▸ Texte proposé:
○ ○ ○ ○ ○ ○ ○
AGATHE (Sainte), vierge et martyre, née a Palerme ou à Catane, car ces deux villes se disputent l’honneur de lui avoir donné le jour. Noble, belle, et d’une famille illustre, Agathe s’était consacrée a Dieu dès ses plus tendres années. Quintianus, homme consulaire, et gouverneur de Sicile, instruit de la beauté et des richesses de cette jeune vierge, se flatta de pouvoir satisfaire sa passion et son avarice, au moyen des édits que l’empereur Déce avait rendus contre les chrétiens. Il ordonna qu’on se saisit d’Agathe, et qu’on la conduisit devant son tribunal à Catane. La jeune vierge, se voyant livrée a ses persécuteurs, fit cette prière : « Jésus-Christ, souverain Seigneur de toutes choses, vous voyez mon cœur, vous savez quel est mon désir, soyez le seul possesseur de tout ce que je suis. » Quintianus, irrité de cette fermeté, fit conduire Agathe en prison, après lui avoir fait meurtrir le visage. Le lendemain, ce juge inique, trouvant en elle la même résistance, lui fit souffrir la plus horrible question ; et, furieux de se voir vaincu par sa patience héroïque, il ordonna qu’on lui arrachât le sein et qu’on la fit rouler toute nue sur des charbons ardents. Agathe, traînée en prison après ce supplice, expira en finissant une prière a Dieu, l’an 251 de J.-C. On a deux panégyriques de Ste. Agathe, écrits, l’un dans le 7e siècle, par St. Adelme d’Angleterre ; l’autre, dans le 9e siècle, par St. Méthodius, patriarche de Constantinople et en outre deux hymnes composés en son honneur par le page Damase et par St. Isidore de Séville. Il existe au musée du Louvres un beau tableau de Sébastien del Piombo, qui représente le martyre, de Ste. Agathe. B-p.
○ ○ ○ ○ ○ ○ ○
▸ Entrées fournies:

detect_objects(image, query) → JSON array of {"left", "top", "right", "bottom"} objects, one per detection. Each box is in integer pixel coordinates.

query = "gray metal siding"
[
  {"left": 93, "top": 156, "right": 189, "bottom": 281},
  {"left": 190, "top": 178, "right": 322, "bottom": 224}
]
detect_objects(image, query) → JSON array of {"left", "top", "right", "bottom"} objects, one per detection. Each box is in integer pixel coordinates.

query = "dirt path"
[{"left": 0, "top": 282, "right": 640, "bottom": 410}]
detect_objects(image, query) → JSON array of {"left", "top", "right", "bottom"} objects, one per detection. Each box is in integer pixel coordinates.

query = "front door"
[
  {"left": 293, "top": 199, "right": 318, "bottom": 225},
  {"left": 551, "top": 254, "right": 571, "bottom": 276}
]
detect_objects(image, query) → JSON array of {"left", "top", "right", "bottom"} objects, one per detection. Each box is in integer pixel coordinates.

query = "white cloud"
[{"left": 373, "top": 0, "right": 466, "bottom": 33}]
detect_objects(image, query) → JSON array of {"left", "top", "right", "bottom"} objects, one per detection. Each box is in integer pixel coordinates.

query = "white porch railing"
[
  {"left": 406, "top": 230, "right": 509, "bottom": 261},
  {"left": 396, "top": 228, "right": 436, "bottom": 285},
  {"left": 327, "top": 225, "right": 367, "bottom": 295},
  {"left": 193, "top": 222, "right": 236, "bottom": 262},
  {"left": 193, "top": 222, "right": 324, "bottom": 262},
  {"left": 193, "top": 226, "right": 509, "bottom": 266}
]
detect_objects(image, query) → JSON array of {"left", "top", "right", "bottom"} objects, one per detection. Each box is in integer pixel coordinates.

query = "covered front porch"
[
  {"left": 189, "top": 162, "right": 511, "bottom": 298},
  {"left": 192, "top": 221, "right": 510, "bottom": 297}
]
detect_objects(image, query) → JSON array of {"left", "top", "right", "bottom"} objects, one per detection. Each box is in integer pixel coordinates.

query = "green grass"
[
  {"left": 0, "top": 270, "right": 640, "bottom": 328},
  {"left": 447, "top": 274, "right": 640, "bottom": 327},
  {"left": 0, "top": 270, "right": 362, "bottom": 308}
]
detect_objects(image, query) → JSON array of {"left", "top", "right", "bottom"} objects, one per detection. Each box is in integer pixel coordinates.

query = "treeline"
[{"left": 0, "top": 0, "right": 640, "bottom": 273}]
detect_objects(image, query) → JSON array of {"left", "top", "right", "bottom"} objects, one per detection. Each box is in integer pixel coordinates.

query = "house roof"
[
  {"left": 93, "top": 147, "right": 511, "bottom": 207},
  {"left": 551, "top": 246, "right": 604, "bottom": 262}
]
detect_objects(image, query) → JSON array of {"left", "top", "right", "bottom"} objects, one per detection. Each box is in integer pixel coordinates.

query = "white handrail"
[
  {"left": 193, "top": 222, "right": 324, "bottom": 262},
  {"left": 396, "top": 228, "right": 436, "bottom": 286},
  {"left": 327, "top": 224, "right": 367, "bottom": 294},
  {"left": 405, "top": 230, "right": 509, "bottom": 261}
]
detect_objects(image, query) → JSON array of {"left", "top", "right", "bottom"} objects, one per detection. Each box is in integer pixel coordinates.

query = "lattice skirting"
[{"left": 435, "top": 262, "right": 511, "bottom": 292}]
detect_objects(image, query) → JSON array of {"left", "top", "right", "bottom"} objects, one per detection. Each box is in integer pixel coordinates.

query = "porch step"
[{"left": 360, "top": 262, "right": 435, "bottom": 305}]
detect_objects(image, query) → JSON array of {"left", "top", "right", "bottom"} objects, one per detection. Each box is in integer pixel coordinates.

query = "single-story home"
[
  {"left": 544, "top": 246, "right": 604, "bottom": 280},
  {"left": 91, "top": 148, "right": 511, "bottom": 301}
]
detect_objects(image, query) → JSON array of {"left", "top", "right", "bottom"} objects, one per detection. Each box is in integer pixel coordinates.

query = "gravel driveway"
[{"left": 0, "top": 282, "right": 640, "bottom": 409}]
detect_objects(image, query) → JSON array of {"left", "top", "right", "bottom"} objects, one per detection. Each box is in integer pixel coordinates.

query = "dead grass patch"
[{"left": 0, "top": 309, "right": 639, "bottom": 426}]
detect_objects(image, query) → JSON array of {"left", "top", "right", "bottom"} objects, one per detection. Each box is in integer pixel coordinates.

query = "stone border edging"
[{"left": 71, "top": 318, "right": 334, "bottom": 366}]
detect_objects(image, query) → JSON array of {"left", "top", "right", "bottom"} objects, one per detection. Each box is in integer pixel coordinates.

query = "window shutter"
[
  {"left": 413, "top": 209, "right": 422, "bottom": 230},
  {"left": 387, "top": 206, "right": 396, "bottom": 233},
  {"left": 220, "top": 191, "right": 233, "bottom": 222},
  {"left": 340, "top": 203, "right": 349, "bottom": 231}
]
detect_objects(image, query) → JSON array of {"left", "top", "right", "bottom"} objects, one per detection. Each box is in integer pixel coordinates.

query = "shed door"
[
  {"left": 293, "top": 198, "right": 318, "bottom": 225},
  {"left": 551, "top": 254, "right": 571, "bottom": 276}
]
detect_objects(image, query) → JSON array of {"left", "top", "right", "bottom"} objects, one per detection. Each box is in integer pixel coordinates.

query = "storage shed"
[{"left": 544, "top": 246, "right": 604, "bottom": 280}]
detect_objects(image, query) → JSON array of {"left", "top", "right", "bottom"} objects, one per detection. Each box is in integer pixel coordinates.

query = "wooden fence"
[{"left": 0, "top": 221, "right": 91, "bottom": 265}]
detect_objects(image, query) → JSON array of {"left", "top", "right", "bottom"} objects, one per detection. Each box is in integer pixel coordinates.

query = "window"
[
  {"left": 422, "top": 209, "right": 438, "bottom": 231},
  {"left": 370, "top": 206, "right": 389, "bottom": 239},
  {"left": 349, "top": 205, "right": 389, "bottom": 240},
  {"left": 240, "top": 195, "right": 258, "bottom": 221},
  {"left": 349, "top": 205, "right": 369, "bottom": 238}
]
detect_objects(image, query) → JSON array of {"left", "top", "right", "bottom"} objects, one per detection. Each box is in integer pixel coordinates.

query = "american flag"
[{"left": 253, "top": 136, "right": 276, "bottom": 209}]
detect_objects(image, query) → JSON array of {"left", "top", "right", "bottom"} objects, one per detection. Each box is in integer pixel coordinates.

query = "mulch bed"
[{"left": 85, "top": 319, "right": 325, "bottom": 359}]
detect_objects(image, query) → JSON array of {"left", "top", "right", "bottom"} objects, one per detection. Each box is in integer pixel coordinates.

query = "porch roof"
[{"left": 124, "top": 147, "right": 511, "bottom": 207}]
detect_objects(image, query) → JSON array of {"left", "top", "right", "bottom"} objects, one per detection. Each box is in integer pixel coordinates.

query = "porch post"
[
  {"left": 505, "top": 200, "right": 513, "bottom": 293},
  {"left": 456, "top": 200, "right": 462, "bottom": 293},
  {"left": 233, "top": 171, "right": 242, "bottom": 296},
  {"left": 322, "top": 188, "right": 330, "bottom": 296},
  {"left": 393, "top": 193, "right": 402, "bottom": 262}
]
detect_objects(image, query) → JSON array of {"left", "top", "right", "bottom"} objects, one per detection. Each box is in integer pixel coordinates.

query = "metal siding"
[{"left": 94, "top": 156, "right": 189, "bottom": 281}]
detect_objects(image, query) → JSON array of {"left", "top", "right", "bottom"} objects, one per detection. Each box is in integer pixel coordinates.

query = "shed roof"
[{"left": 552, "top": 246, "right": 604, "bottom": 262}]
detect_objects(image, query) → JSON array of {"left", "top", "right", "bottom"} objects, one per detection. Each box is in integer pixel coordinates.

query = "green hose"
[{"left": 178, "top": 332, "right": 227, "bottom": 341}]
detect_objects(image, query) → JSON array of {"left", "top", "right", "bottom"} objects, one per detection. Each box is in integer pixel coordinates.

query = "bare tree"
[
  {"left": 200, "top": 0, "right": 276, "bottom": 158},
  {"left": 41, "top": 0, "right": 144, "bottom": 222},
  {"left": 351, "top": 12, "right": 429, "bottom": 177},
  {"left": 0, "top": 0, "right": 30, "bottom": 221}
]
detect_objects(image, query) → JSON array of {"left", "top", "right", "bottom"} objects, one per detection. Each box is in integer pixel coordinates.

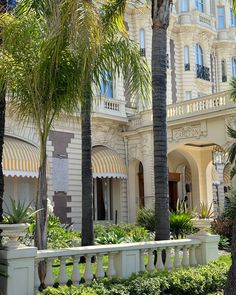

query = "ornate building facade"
[{"left": 4, "top": 0, "right": 236, "bottom": 227}]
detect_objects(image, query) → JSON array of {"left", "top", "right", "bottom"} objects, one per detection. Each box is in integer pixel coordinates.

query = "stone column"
[{"left": 0, "top": 247, "right": 37, "bottom": 295}]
○ ○ ○ ○ ○ ○ ○
▸ Consigne A: Selon le texte sur sainte Agathe, en quelle année est-elle morte ?
▸ Consigne B: Prolongez le texte consacré à sainte Agathe au-delà de sa dernière phrase.

▸ Réponse A: En l'an 251 de J.-C.

▸ Réponse B:
AGATHÉMÈRE, géographe grec. On ignore l’époque à laquelle il a vécu ; mais il est certain, qu’il est postérieur à Ptolémée, et probablement du 3e siècle de notre ère. Nous avons de lui un abrégé de géographie, intitulé : Hypotytoses geographicæ, dont la première édition est de Tennulius, en grec et latin, Amsterdam, 1671, in-B°. On le trouve aussi dans un recueil d’anciens géographes, que Jac. Granovius a fait imprimer à Leyde, in-4o, en 1697 et 1700 ; et enfin, dans les Geographi minores, vol. 2. Ce petit ouvrage, qui contient plusieurs particularités échappées à Strabon et à d’autres géographes célèbres, semble nous être parvenu dans un état très-imparfait. C’est une série de leçons, dictées a un certain Philon ; mais les choses déjà exposées dans le 1er livre reviennent avec tant de contradictions et d’obscurités dans le 2e, que nous ne saurions regarder cette dernière partie comme étant véritablement du même auteur : ce sont probablement deux extraits du même cours de géographie, donné par Agathémère. Le 1er livre pourrait même, à la rigueur, être considéré comme composé de deux fragments ; car, dans les cinq premiers chapitres, on trouve un résumé des différentes mesures générales et particulières, données par des auteurs antérieurs a Ptolémée ; dans le 6e, l’auteur s’adresse, par une sorte de préface, à Philon, dont le nom n’est pas prononcé dans les cinq chapitres précédents. Une question aussi minutieuse sur un simple abrégé pourrait paraître déplacée, si l’on ne savait pas que le déplorable naufrage de l’antiquité a donné de l’importance aux moindres fragments qui nous sont restés. M-B-n.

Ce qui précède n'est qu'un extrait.